### Teks Bacaan
----

Berdasarkan keumuman ayat di atas, yaitu adanya larangan untuk tolong menolong dalam segala kebatilan (al-bathil), dosa (al-ma-atsim), dan hal-hal yang diharamkan (al-maharim), maka koalisi parpol Islam dan parpol sekuler adalah haram, karena koalisi ini mengarah pada penerapan hukum kufur yang jelas-jelas haram.
Kedua, koalisi parpol Islam dengan parpol sekuler akan menimbulkan kecenderungan (sikap rela/setuju) dari aktivis parpol Islam kepada aktivis parpol sekuler yang zalim. Padahal sikap cenderung ini dilarang oleh Allah SWT :

وَلا تَرْكَنُوا إِلَى الَّذِينَ ظَلَمُوا فَتَمَسَّكُمُ النَّارُ وَمَا لَكُمْ مِنْ دُونِ اللَّهِ مِنْ أَوْلِيَاءَ ثُمَّ لا تُنْصَرُونَ

“Dan janganlah kamu cenderung kepada orang-orang yang zalim yang menyebabkan kamu disentuh api neraka, dan sekali-kali kamu tiada mempunyai seorang penolongpun selain daripada Allah, kemudian kamu tidak akan diberi pertolongan.”
(QS Huud [11] : 113)
Kalimat “janganlah kamu cenderung” (wa laa tarkanuu), ada beberapa penafsiran. Kata Qatadah, bahwa maksudnya adalah janganlah kamu mencintai (laa tawadduuhum) dan janganlah kamu mentaati mereka (laa tuthii’uuhum). Kata Ibnu Juraij, maksudnya janganlah kamu condong kepada mereka (laa tumiilu ilaihim). Kata Abul ‘Aliyah, maksudnya janganlah kamu rela dengan perbuatan mereka (laa tardhou a’maalahum). Mengomentari beberapa penafsiran ini, Imam Qurthubi menyimpulkan,”Semua penafsiran ini hampir sama maknanya.” (Kulluha mutaqaaribah). (Tafsir Al-Qurthubi, 9/108).
Imam Al-Qurthubi selanjutnya menerangkan :

وأنها دالة على هجران أهل الكفر والمعاصي من أهل البدع وغيرهم، فإن صحبتهم كفر أو معصية، إذ الصحبة لا تكون إلا عن مودة…


“Ayat ini menunjukkan [keharusan] menjauhi orang kafir atau para pelaku maksiat dari kalangan ahlul bid’ah dan yang lainnya, karena bersahabat dengan mereka adalah suatu kekufuran atau kemaksiatan, mengingat persahabatan tak mungkin ada kecuali karena kecintaan…” (Tafsir Al-Qurthubi, 9/108).

----

### Tugas Dikerjakan 1
Kutip dari teks bacaan bagian yang dimulai dari "Berdasarkan keumuman ayat" sampai dengan "yang jelas-jelas haram.".
### Tugas Dikerjakan 2
Dalam teks bacaan, siapa saja tokoh yang penafsirannya atas kalimat "janganlah kamu cenderung" dikutip?
### Tugas Dikerjakan 3
Menurut teks bacaan, mengapa koalisi parpol Islam dan parpol sekuler dinyatakan haram berdasarkan keumuman ayat yang disebut pertama?

### Bagian Data
----

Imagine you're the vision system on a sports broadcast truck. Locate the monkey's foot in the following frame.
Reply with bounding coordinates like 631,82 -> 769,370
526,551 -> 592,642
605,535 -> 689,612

----

### Jawaban Latihan 1
Berdasarkan keumuman ayat di atas, yaitu adanya larangan untuk tolong menolong dalam segala kebatilan (al-bathil), dosa (al-ma-atsim), dan hal-hal yang diharamkan (al-maharim), maka koalisi parpol Islam dan parpol sekuler adalah haram, karena koalisi ini mengarah pada penerapan hukum kufur yang jelas-jelas haram.

### Jawaban Latihan 2
Qatadah, Ibnu Juraij, Abul 'Aliyah

### Jawaban Latihan 3
Ayat itu melarang tolong-menolong dalam kebatilan, dosa, dan hal-hal yang diharamkan. Koalisi tersebut dinyatakan haram karena mengarah pada penerapan hukum kufur yang jelas-jelas haram.